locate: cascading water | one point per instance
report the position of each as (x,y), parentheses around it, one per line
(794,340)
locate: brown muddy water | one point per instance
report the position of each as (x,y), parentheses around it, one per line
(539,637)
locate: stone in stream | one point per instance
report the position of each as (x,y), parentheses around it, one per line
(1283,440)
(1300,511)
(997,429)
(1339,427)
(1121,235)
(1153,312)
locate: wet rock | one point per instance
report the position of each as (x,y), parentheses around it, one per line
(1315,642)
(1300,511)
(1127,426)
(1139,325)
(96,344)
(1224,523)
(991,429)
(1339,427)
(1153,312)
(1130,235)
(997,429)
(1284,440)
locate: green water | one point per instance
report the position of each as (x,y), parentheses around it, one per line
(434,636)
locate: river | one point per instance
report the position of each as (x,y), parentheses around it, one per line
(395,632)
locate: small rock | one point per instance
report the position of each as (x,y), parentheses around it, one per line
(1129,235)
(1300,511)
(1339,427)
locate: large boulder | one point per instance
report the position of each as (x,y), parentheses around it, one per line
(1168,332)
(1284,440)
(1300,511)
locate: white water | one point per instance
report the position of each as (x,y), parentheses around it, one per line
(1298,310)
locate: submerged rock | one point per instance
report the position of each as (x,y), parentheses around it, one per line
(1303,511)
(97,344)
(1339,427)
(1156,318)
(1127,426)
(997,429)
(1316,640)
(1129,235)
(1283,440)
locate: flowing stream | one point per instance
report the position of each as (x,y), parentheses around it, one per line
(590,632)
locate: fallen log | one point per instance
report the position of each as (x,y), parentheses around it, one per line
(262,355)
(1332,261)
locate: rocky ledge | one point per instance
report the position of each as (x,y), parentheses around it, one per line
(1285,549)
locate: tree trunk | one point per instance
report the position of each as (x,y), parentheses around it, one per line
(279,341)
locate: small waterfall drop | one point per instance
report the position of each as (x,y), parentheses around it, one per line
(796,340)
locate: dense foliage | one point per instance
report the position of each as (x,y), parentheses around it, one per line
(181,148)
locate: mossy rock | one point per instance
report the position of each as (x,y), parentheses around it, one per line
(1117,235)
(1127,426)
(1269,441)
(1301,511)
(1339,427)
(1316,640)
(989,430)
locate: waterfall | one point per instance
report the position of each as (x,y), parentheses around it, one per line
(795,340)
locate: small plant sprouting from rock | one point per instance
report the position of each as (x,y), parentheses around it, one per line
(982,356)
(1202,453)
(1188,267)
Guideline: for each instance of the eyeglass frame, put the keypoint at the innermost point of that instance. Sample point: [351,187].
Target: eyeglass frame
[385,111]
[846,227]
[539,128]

======

* [PROBLEM STATEMENT]: Would you give again, word for word, every line from the one with "locate: small waterfall" through the final line of the listing above?

* [RESPONSE TO THE TASK]:
locate: small waterfall drop | one point per instance
report the position of each as (x,y), parentheses around it, one per line
(796,340)
locate: dense foliage | one point per instance
report the position of each as (x,y), parentheses around it, one per line
(181,148)
locate: mossy rock | one point per instance
report the position of each as (x,y), parentheses around it, one per line
(1117,235)
(1127,426)
(1269,441)
(1301,511)
(1339,427)
(1316,640)
(989,430)
locate: waterfall | one point per instance
report the position of each as (x,y), parentheses around it, one per line
(795,340)
locate: small plant sprouting from rock | one point per instance
report the position of each as (x,y), parentheses around it, one per line
(982,356)
(1202,453)
(1188,267)
Guideline: for each instance of the eyeglass frame, put the keypoint at the innermost point of that instance. Sample point: [351,187].
Target: eyeglass frame
[385,111]
[846,227]
[539,128]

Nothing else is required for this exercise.